EXERCISE PROMPT – Update each of the entries below so that "one point per instance" reads "a single point for each instance", keeping every other word the same.

-- -- --

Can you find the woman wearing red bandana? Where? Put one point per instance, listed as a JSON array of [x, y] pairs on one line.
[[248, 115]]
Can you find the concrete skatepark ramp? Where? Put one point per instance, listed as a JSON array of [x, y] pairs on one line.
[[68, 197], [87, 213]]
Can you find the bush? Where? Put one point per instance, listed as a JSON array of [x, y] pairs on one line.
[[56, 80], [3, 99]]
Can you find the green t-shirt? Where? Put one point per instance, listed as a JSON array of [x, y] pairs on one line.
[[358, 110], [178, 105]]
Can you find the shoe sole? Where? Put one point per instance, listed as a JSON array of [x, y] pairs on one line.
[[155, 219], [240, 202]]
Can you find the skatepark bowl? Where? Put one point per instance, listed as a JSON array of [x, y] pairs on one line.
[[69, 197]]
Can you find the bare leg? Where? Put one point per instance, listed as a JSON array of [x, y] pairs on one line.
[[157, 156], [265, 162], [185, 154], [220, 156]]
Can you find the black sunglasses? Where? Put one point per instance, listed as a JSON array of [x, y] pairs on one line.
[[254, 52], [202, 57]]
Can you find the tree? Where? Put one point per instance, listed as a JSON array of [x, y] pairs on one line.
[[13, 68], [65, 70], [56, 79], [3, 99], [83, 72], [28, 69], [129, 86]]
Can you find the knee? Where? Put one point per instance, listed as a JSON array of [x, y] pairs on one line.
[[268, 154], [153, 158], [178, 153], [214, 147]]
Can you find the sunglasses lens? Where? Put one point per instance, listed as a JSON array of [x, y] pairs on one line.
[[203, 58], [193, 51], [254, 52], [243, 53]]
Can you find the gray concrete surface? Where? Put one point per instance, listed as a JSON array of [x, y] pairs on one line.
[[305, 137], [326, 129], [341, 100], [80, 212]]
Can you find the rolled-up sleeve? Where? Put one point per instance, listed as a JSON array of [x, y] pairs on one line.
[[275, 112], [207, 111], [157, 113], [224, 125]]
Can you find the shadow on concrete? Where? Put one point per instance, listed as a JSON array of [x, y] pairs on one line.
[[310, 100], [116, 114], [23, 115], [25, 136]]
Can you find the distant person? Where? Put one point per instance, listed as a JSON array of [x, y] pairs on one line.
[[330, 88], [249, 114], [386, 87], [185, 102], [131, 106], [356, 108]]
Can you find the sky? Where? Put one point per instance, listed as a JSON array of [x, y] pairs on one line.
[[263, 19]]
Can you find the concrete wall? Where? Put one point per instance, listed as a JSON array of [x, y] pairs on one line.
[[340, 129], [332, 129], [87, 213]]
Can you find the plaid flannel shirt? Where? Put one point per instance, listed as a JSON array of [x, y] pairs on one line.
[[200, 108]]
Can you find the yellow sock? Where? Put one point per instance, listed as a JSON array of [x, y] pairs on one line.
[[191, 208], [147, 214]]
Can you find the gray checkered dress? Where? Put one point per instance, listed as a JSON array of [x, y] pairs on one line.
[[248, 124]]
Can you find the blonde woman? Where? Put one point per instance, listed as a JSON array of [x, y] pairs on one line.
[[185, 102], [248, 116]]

-- -- --

SOLUTION TO THE PROBLEM –
Can you find the woman wearing red bandana? Where? Put a single point for each instance, listed as a JSON array of [x, y] pairs on one line.
[[248, 115]]
Can you find the concrete skatepark ramp? Where? Put a single point for each instance, listed as a JSON array of [x, y] pairs on one line.
[[68, 197], [87, 213]]
Can you find the bush? Where? Put a single point for each instance, listed as a JSON array of [x, y] pairs on one line.
[[56, 80], [3, 99]]
Can you find the green t-shirt? Where? Put a single point for each instance, listed as a JSON array of [x, y] pairs on one line.
[[358, 110], [178, 105]]
Can you find the shoe sole? Where? Put a single point for each instance, listed as a JSON array of [x, y] pairs on one line.
[[155, 219], [240, 202]]
Can you find the skatepark bowl? Where? Put a single point for each instance, listed as a JSON array of [x, y] pairs on one line.
[[69, 197]]
Can you find the bare leg? Where? Put a single point for each instance, listed as a JSON array of [x, y] pairs on one line.
[[157, 156], [265, 162], [185, 154], [220, 156]]
Can you find the black sunglasses? Where? Put a single point for each instance, listed as a JSON array of [x, y] pairs on one line.
[[254, 52], [202, 57]]
Can you find the tree? Where? Put a single point for each instance, listed as a JSON array of [x, y] pairs on one line.
[[13, 68], [65, 70], [56, 79], [3, 99], [83, 72], [28, 69], [129, 86]]
Can you find the knee? Where? Put a single point for each instance, listed as a JSON array of [x, y] pairs on one line.
[[268, 154], [153, 158], [178, 153], [214, 147]]
Can you find the sunglasses lens? Where? Put a single point for each instance, listed as a JSON array of [x, y] pairs on one line.
[[203, 58], [193, 51], [254, 52], [243, 53]]
Can you find the gray concrete surface? Where? Put a single point for each instance, listed as a JSON array of [x, y] pairs on one line.
[[305, 137], [326, 129], [341, 100], [80, 212]]
Can you find the rolled-up sleeve? Where? Put a single point for each instance, listed as a JSON array of [x, y] pairs on one line.
[[275, 112], [207, 111], [157, 113], [224, 125]]
Can you find the shadow on concrete? Where? Put a single point for each instance, listed as a JSON array of [x, y] pairs on one line.
[[310, 100], [116, 114], [23, 115], [25, 136]]
Can you find the distant person? Where? Put a single point for each instance, listed as a JSON array of [x, y] pairs on one line.
[[330, 88], [249, 114], [386, 87], [185, 102], [131, 106], [356, 108]]
Can you find the sky? Where? Put a single point for each instance, listed as a JSON array of [x, y] pairs on one line.
[[263, 19]]
Can you find the concrete wall? Where? Put a single point for each instance, listed as a JSON array of [x, y] pairs on one line.
[[340, 129], [332, 129], [87, 213]]
Can you find the plaid flannel shirt? Where? Put a single point for each instance, listed as a JSON array of [x, y] pairs on one line.
[[200, 108]]
Can you find the yellow sock? Where? Put a single point for each instance, listed as a JSON array of [x, y] pairs on one line.
[[191, 208], [147, 214]]
Can you find the gray checkered dress? Where? Put a single point for each instance, listed as a JSON array of [x, y] pairs on one line.
[[248, 124]]
Can you find the blonde woman? Where? Put a single point for each instance, listed as a JSON array of [x, y] pairs on one line.
[[185, 102], [248, 116]]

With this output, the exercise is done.